*** TASK DATA Section Begins ***

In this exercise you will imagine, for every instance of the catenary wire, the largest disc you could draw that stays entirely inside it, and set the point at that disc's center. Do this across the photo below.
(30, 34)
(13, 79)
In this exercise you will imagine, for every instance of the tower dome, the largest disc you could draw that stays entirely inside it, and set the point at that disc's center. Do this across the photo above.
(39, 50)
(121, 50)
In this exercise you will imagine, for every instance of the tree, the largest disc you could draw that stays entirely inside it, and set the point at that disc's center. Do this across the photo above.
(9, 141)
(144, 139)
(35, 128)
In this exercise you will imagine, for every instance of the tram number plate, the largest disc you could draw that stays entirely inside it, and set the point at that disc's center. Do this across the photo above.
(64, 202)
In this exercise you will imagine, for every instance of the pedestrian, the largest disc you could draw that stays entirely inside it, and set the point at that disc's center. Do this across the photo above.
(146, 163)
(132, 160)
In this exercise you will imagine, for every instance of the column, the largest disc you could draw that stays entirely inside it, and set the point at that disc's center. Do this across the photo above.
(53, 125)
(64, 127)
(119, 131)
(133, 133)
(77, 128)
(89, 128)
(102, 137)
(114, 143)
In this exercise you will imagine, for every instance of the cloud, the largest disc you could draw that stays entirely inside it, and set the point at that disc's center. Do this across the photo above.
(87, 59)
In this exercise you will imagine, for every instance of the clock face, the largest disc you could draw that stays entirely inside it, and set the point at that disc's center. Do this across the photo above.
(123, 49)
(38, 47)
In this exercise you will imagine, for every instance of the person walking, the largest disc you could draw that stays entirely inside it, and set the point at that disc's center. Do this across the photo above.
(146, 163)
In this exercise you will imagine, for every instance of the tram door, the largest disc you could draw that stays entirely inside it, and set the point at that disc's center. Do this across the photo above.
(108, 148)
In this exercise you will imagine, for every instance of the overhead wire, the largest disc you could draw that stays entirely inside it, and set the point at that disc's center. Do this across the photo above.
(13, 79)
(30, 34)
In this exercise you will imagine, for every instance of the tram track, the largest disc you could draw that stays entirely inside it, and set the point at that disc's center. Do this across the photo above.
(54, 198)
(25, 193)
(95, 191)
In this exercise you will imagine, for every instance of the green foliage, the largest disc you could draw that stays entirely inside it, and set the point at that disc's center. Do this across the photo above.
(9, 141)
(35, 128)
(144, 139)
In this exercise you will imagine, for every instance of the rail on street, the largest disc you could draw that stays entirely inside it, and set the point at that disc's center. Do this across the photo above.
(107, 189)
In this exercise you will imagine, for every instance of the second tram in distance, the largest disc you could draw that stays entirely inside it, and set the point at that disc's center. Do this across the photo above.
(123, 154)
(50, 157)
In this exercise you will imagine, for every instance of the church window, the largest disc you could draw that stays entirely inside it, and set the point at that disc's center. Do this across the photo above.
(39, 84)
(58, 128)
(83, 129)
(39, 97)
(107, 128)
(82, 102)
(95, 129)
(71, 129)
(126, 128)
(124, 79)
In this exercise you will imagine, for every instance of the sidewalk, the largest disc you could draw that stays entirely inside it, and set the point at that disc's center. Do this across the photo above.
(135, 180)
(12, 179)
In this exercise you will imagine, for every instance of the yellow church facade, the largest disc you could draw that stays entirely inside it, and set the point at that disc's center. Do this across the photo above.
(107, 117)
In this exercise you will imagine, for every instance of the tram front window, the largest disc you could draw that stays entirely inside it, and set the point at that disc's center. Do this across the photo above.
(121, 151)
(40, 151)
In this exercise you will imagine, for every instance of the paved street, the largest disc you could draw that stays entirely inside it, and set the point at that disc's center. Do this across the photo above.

*** TASK DATA Section Ends ***

PROBLEM:
Reproduce each entry above character for character.

EXERCISE RESULT:
In this exercise you will imagine, for every instance of the catenary wire, the largest disc you could draw that stays entirely inside it, and set the point at that disc's center. Do this across the photo below.
(30, 34)
(13, 79)
In this exercise you will imagine, for every instance of the tower dome, the largest disc you could draw that stays entirely inside it, and set the point at that disc's center. Do this across the photo above.
(39, 50)
(121, 50)
In this exercise you will imagine, for every instance of the tree, the largest disc you could draw that stays entirely inside it, and set the point at that disc's center. Do this across the photo above.
(9, 141)
(144, 139)
(35, 128)
In this exercise you will imagine, for every instance of the tram number plate, the largest disc you could draw that stays entirely inside it, and set the point at that disc's center. Do this across the photo above.
(64, 202)
In this exercise you will imagine, for every instance of the pedestrian, the largest disc you could draw that stays entirely inside it, and set the point at that disc's center. Do this across the photo above.
(146, 163)
(132, 160)
In this exercise you will imagine, for every instance of the column, the largest disc you could draw that stays entirely inside it, and set the point at that disc's center. Do this across the photo above.
(53, 125)
(64, 127)
(119, 131)
(133, 133)
(77, 128)
(89, 128)
(102, 137)
(114, 143)
In this exercise you will imagine, for every instance of the cloud, the largest disc you could draw that stays entirely inside it, and set the point at that disc's center. Do this across the photo above.
(87, 59)
In this exercise you will imagine, for every instance of the clock face, the largest disc you could draw that stays entirely inside it, and set the point at that disc's center. Do this across the photo above.
(123, 49)
(38, 47)
In this exercise you will imagine, for every instance of the person walking, the largest disc you could draw that stays entirely inside it, and set the point at that disc's center. Do this across the photo above.
(146, 163)
In this exercise you will imagine, for every instance of the tram door, the largest disc you could draw that stays entirely inside it, and set the point at that disc's center. Do this across the photo above.
(108, 148)
In this exercise you will imagine, for every instance of the overhead wire, the largest disc you could draw that stays entirely inside it, and set the point at that disc's center. Do this across the photo above.
(13, 79)
(30, 34)
In this exercise you will imagine, for every instance of the tram track, the largest disc you could draw that stays entirely inside it, and set the point at that disc's center. Do this across the photo above.
(54, 198)
(25, 193)
(95, 191)
In this exercise you will imagine, for every instance of the green foliage, the largest disc you could draw that stays entirely inside it, and set the point at that disc's center. Do this across the photo above.
(9, 141)
(35, 128)
(144, 139)
In this exercise you will imagine, for every instance of the rail on street, the largest disc you could draw that stays entirely inside it, and set the point at that disc's center. Do this across the photo above.
(107, 189)
In this exercise you will imagine, for every instance of the second tram in distance, the largest disc you could draw that stays entirely inside it, and set the point at that disc's center. Do this across the photo above.
(123, 154)
(50, 157)
In this exercise you will imagine, for every instance of the church window, the largest disc you could draw that stays entirely inside it, and set the point at that disc's center. Do this across the photo above.
(39, 84)
(58, 128)
(83, 129)
(39, 97)
(107, 128)
(82, 102)
(95, 129)
(71, 129)
(126, 128)
(124, 79)
In this exercise you will imagine, for every instance of the sidewalk, the largest disc you could draw that stays entirely inside it, and set the point at that disc's center. Do this across the photo above.
(135, 180)
(12, 179)
In this exercise you will imagine, for every instance of the yellow church facade, the largest disc you could draw that stays entirely inside it, and set the point at that disc's center. Do this across the photo above.
(107, 117)
In this exercise you will imagine, for every instance of the tram front window, the largest disc you could draw that stays entirely inside it, and set the point at that disc's center. Do this across the photo above.
(121, 151)
(40, 151)
In this exercise you will imagine, for every instance of the paved street, the largest disc you could draw that stays entirely inside it, and set the point at that disc's center. Do this across the photo above.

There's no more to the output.